▸ **Exercise details**:
Pull out each line in the entries below that contains the word "face", copying every such line in full. Match the case exactly.

____ Dataset excerpts

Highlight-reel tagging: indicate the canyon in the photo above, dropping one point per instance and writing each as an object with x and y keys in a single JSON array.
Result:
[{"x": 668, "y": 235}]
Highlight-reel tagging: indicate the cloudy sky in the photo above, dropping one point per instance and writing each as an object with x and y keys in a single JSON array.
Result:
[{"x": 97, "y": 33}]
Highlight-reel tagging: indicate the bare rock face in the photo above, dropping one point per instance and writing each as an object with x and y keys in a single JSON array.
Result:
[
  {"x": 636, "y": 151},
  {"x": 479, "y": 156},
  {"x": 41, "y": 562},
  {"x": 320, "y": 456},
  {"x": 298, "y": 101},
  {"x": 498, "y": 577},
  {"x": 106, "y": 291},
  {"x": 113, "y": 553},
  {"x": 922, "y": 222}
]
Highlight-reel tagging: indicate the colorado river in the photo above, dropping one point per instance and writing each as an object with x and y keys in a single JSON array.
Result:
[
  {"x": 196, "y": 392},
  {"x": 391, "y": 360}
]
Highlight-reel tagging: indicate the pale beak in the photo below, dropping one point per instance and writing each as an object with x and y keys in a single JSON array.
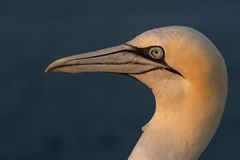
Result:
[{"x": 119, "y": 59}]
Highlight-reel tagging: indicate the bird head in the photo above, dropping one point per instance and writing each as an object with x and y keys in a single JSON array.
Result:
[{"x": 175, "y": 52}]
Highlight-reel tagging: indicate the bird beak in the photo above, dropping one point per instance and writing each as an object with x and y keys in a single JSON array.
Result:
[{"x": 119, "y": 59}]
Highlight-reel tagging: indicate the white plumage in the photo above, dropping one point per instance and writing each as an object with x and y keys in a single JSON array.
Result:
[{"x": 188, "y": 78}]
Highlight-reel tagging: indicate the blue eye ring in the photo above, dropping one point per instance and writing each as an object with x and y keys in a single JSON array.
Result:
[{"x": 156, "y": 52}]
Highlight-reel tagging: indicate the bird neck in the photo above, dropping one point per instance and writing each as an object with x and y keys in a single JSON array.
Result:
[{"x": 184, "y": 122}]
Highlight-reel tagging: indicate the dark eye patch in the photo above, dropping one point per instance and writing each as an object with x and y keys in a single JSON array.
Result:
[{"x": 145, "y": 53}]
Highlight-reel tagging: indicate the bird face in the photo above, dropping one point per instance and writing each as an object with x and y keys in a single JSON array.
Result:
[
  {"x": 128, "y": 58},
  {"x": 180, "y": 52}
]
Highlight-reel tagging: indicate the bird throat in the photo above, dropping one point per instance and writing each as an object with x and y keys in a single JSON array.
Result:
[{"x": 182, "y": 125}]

________
____ Dataset excerpts

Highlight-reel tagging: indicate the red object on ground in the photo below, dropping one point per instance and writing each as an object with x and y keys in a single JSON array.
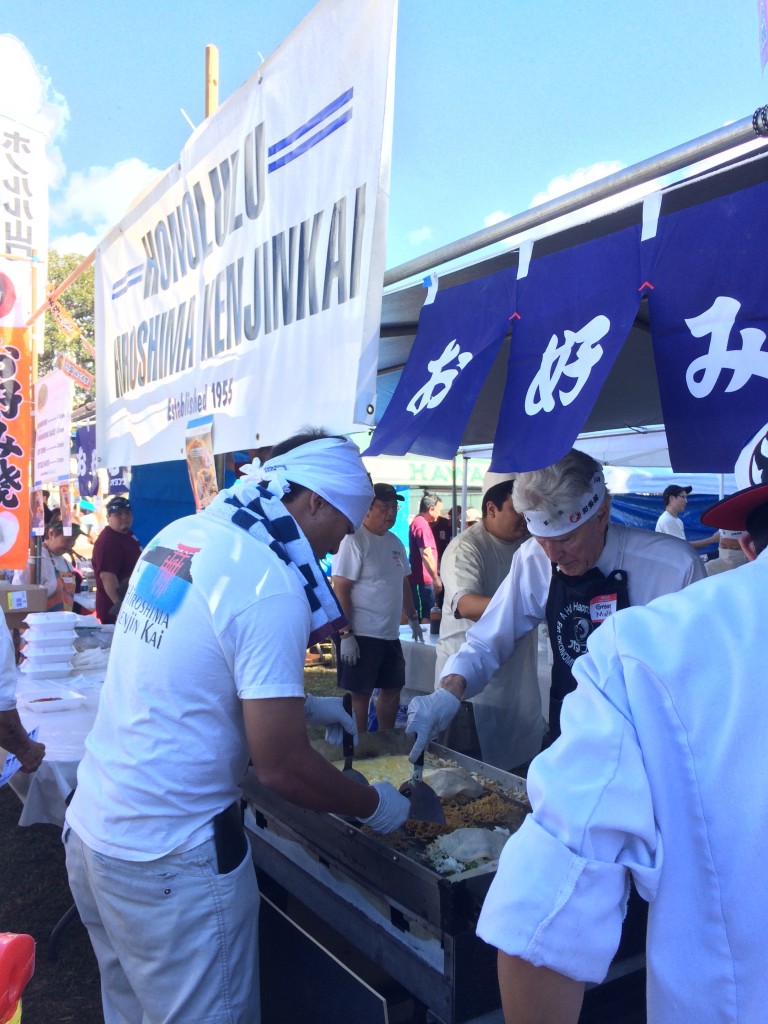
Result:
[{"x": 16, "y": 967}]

________

▸ **Task output**:
Highlight-reel tagging: indicate the bare rock face in the photo above, dropping one point per instance and writing each as an object with x and y keys in a single JSON array.
Highlight-reel tagging: indicate the bird face in the photo above, dropping one point per instance and writing each as an object with x and y keys in a single JSON array.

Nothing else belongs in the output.